= EXERCISE OBJECTIVE =
Copy every one of the records below word for word, keeping each line as it appears.

[Records from a data source]
·····

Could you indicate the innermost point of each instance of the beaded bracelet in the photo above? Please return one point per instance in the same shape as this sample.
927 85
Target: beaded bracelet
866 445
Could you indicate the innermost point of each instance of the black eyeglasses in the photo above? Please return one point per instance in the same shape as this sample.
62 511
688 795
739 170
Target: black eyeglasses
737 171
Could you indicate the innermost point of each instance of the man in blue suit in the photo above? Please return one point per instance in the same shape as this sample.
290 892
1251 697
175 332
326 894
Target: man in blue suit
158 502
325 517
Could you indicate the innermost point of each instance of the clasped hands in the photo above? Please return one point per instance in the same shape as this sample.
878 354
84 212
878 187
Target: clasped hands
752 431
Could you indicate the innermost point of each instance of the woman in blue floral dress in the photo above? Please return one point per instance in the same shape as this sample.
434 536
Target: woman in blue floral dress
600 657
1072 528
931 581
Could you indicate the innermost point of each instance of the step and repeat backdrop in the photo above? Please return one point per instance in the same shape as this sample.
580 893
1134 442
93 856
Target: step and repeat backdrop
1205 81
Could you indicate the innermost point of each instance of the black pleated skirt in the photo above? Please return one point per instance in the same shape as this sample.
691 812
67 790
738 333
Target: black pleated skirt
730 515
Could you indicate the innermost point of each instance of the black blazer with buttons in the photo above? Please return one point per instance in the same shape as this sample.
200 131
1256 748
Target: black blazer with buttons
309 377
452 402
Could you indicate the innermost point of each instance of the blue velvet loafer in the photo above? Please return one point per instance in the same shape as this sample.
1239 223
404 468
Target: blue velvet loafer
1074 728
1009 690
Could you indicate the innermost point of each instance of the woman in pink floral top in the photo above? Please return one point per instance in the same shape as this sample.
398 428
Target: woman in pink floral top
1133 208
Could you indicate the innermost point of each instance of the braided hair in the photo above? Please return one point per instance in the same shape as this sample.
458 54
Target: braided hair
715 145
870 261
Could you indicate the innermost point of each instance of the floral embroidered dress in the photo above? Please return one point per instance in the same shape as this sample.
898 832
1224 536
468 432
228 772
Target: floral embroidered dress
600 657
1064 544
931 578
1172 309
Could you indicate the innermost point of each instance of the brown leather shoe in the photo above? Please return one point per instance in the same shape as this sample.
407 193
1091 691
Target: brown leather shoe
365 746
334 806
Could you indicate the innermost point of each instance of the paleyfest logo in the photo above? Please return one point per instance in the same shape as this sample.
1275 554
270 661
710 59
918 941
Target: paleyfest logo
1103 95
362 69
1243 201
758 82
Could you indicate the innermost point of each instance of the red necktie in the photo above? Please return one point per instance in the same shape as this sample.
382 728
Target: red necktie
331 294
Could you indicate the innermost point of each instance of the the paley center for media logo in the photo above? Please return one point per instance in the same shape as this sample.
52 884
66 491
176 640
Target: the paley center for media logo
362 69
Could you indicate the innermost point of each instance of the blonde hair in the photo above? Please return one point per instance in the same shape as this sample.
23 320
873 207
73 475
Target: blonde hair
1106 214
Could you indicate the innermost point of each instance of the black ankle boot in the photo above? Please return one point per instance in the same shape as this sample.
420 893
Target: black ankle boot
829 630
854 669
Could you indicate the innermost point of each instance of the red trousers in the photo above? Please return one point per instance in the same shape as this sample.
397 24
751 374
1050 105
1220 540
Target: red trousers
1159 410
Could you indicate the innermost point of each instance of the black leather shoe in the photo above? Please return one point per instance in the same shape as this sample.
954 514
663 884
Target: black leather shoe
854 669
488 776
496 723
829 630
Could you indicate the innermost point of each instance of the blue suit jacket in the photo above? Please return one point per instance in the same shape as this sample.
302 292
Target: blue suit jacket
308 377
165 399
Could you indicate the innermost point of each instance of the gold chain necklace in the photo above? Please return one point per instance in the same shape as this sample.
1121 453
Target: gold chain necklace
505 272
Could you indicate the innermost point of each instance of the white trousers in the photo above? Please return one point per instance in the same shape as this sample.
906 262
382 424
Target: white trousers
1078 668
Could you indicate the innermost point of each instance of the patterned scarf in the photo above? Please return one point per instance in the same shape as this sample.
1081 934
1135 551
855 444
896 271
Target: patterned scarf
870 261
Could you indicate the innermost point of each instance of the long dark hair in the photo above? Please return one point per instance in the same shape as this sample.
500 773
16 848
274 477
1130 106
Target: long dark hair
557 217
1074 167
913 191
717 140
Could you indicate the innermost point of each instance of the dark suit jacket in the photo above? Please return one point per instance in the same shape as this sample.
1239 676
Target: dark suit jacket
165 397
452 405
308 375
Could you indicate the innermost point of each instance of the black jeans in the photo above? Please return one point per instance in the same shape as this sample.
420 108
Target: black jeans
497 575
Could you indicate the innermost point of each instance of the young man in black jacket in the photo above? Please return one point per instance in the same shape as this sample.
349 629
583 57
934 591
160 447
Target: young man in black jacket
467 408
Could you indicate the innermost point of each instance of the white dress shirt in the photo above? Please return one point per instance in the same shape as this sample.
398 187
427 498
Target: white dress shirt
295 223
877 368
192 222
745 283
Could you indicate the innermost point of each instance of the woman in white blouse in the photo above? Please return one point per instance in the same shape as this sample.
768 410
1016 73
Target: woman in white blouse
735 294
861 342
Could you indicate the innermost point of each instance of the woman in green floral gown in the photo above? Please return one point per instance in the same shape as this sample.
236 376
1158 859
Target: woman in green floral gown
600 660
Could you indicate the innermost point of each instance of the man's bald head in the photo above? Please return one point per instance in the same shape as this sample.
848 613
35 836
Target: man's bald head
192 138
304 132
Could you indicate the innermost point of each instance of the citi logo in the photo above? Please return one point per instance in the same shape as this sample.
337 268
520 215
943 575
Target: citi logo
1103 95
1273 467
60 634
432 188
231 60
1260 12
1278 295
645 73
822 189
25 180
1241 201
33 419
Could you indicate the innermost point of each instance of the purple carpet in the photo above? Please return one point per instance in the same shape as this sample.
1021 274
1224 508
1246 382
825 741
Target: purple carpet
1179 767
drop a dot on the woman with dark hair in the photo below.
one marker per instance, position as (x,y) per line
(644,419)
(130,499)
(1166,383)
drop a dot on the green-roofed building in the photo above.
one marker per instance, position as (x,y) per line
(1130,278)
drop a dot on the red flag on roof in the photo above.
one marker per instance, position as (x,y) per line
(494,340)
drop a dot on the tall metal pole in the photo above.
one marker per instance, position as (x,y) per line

·····

= FINISHED ANSWER =
Could you indicate the innermost point of each instance of the beaded bracelet in the photo above? Please return one point per instance in the same shape as this sample.
927 85
Target: beaded bracelet
866 445
Could you indicate the innermost point of each instance of the black eyeglasses in the photo above? Please return one point per instance in the same shape as this sample.
62 511
688 795
739 170
Target: black eyeglasses
737 171
Could you indicate the innermost point of each instance of the man in blue suit in the photo above? Please return one point per instance in the same shape as this sample.
290 892
1251 697
175 332
326 894
Target: man in blue suit
158 502
325 517
Could you indicate the innermost point of each instance of the clasped hands in the photo above? Please return one point per instance in the same shape as this sample.
878 354
84 212
878 187
Target: clasped hands
752 431
Could you indicate the innermost point of each instance of the woman in blue floral dress in the photo above? Please return one point per instance in the same shape as this sample.
434 536
Target: woman in blue floral dress
600 657
1072 528
931 581
Could you indicate the innermost point of each instance of the step and repeat backdrop in the photo above? Please return one point per instance in the same shape as this sample.
580 893
1134 442
93 856
Target: step and repeat backdrop
1205 81
Could you indicate the innermost point of each instance of the black pleated skirt in the photo above? Please return one point per instance in the same shape as this sample.
691 812
67 790
738 333
Target: black pleated skirt
730 515
Could you indicate the innermost point of each instance of the black blazer with buttons in the photo above? Please return one point per instance in the same shape as this sample.
200 131
1256 748
Target: black blazer with buttons
309 377
452 402
Could you indicate the innermost point of each instance of the blue velvet loafer in the photo above? Please return one point per instance in the same shape as this sample.
1239 223
404 468
Target: blue velvet loafer
1074 728
1009 690
Could you indicate the innermost point of each instance of the woman in pink floral top in the photo above? Please return one point per instance in the same shape as this sample.
398 428
Target: woman in pink floral top
1133 208
Could you indicate the innermost point of each instance of the braided hair in the photo above? Please return one point per instance in the same shape as this sample.
458 54
Target: braided hair
715 145
870 261
Could you indicate the innermost point of each instance of the floral embroidered dress in the photo above? Please return one point per instance in the same shape as this sample.
898 832
1224 536
468 432
228 772
Target: floral embroidered dress
600 657
1064 544
931 578
1172 309
Could you indicate the innermost point of each instance of the brown leather shoe in the photo above? Please return one point per instance in the same shape as this sample.
407 193
1091 691
Target: brown leather shoe
365 746
334 806
Could you indicate the innermost point of each instance of the paleyfest logo in the photo above? Please return one point per instance in the same shape as this sample.
1275 554
270 661
710 59
918 941
Target: paleyfest logo
1103 95
362 69
1243 201
758 82
Could you indicate the innermost point of each instance of the red necktie in the photo above? Please return one point per instance in the same shape as this sample.
382 728
Target: red necktie
331 294
Could you indicate the innermost point of each instance of the the paley center for media logo in the photo above? Please return one point per instance in the same shape as this sample.
52 884
66 491
176 640
Target: the paley center for media logo
362 69
Could you indicate the innermost point of each instance of the blonde hair in the photo above? Please return one point per instance in the same shape as this sample.
23 320
873 207
73 475
Target: blonde hair
1106 214
Could you indicate the innermost point of each instance of the black ankle boot in the photo above? Please return one point per instance in the same shape as this sample.
420 893
Target: black ankle boot
829 630
854 669
Could you indicate the innermost point of each instance of the red trousers in the photo above? Please return one point per instance in the same shape as this sample.
397 24
751 374
1050 105
1220 540
Target: red trousers
1159 410
Could you indicate the innermost point of each instance of the black leather shoe in the photo above? Please return one point per instance in the same shape as this sample.
954 514
663 884
Target: black leather shoe
854 669
488 776
496 723
829 630
Could you indicate the innermost point of each instance of the blue suit jacket in the photo above? Please return one point per instance in the same shape as this sample.
302 292
Target: blue suit jacket
308 377
165 399
Could you indicate the innermost point of each instance of the gold chain necklace in the photo above? Please return one point per instance in the same shape as this sample.
1121 453
Target: gold chain necklace
505 272
Could you indicate the innermost point of each instance of the white trousers in the photo above? Please return one point per instance in the same shape as this sample.
906 262
382 424
Target: white trousers
1078 668
Could you indicate the innermost point of each instance of the patterned scarf in the photo above? Please return one point per instance in the same shape as this sample.
1081 934
1135 551
855 444
896 271
Target: patterned scarf
870 261
Could you indicate the innermost point of each instance of the long dark hair in the photo above? Please return one point per instance in the same shape as this sample.
500 773
16 848
274 477
1130 106
Target: long dark hair
557 217
1074 167
913 191
717 140
Could you indicate the innermost point of each instance of the dark suit jacket in the photo above? Please return one point per instance in the same shape as this sample.
1239 676
Target: dark suit jacket
165 397
452 405
308 375
Could you indicate the innermost point of each instance of the black jeans in the photo above? Please return one point per instance in the same shape as this sample.
420 108
Target: black jeans
497 575
Could you indicate the innermost point of each instance of the young man in black jacket in the photo above? Please return one point per instance in the same shape as this sample.
349 629
583 57
934 591
160 447
Target: young man in black jacket
467 408
Could you indicate the innermost point of each instance of the white dress shirt in the photo above? Please return one point per instance in the same shape as this sample.
398 187
427 498
Target: white dress shirt
295 223
877 368
192 222
745 283
Could you indicate the innermost point of each instance of the woman in white blouse in the photo above? Please return one point per instance in the same shape as this sample.
768 410
1016 73
Target: woman in white blouse
735 294
861 342
Could you indicate the innermost point of each instance of the woman in green floral gown in the photo above? Please return one point per instance in the same shape as this sample.
236 376
1158 859
Target: woman in green floral gown
600 660
Could you indicate the innermost point of each instance of the man's bald head in the photo above? Please return one point per instance in the same shape as this sample.
848 613
35 836
Target: man's bald head
192 138
304 132
Could you indicate the innermost point of each instance of the citi logo in the photo above? Please return one point per instance in the same shape as this sample.
337 268
520 215
943 575
Target: citi logo
1103 95
1273 467
60 634
432 188
231 60
1260 12
1278 295
645 73
822 189
25 180
1241 201
33 419
Could you indicate the innermost point of each instance of the purple carpet in the photo above? Please return one point per instance in the same shape as this sample.
1021 274
1224 508
1246 382
825 741
Target: purple carpet
1179 767
drop a dot on the woman with dark hair in the photo below.
one marker per instance, position as (x,y) per line
(644,419)
(130,499)
(1166,383)
drop a dot on the green-roofed building in the photo above.
one marker per instance, position as (x,y) per line
(1130,278)
drop a dot on the red flag on roof in the photo above.
one marker per instance, position as (x,y) per line
(494,340)
drop a dot on the tall metal pole in the photo above.
one marker per instance, position as (x,y) per line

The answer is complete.